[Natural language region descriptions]

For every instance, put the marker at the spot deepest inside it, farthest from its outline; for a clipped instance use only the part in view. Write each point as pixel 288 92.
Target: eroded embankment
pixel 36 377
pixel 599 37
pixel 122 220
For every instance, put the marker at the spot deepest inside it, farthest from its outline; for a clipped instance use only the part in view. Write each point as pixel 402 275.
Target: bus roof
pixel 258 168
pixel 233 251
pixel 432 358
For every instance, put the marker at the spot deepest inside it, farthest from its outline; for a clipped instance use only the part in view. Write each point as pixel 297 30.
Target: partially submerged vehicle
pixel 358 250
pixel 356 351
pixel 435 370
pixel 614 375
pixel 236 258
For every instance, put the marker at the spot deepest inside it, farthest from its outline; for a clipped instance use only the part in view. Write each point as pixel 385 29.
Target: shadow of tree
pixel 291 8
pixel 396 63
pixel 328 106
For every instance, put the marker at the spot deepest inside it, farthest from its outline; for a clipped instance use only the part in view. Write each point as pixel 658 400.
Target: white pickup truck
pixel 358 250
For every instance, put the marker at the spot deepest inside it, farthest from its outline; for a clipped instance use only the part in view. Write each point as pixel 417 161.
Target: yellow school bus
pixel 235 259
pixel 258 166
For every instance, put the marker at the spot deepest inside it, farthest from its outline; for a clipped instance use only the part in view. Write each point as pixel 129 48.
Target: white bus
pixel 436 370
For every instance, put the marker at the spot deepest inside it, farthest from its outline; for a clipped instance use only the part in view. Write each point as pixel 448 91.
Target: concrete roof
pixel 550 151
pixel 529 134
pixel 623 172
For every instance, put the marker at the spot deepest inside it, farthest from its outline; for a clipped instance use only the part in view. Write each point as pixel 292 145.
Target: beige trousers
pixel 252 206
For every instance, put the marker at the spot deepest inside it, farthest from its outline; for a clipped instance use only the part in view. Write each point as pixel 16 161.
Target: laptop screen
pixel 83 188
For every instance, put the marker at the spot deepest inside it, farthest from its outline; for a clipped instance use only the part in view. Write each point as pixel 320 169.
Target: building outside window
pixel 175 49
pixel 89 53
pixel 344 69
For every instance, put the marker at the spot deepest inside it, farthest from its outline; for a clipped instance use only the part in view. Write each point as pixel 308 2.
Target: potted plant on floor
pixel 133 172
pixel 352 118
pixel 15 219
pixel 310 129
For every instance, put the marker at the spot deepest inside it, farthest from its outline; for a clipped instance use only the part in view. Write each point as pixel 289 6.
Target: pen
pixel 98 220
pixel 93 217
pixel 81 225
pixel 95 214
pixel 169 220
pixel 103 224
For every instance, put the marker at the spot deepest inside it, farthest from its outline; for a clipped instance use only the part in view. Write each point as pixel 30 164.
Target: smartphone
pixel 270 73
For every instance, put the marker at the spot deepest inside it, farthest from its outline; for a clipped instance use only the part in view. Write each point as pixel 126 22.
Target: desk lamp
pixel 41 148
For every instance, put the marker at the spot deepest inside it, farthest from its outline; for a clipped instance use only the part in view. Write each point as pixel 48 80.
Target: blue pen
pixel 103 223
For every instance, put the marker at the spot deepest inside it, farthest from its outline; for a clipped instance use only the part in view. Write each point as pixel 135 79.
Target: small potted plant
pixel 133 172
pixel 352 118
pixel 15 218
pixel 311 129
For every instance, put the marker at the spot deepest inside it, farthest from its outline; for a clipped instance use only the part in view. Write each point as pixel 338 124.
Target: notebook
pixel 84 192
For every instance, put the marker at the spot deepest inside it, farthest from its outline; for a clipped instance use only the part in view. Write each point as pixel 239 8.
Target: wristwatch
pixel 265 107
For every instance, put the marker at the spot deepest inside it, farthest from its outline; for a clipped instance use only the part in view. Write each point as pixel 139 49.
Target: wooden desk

Exercise goal »
Every line above from the line with "Target: concrete roof" to the line with "pixel 292 145.", both included, must be reproduced exactly, and no other line may appear.

Response below »
Target: concrete roof
pixel 550 151
pixel 529 134
pixel 623 172
For every instance, put the marker at the spot deepest inside it, farthest from its outline; for a clipped instance use only the part in view. Write each point as pixel 292 145.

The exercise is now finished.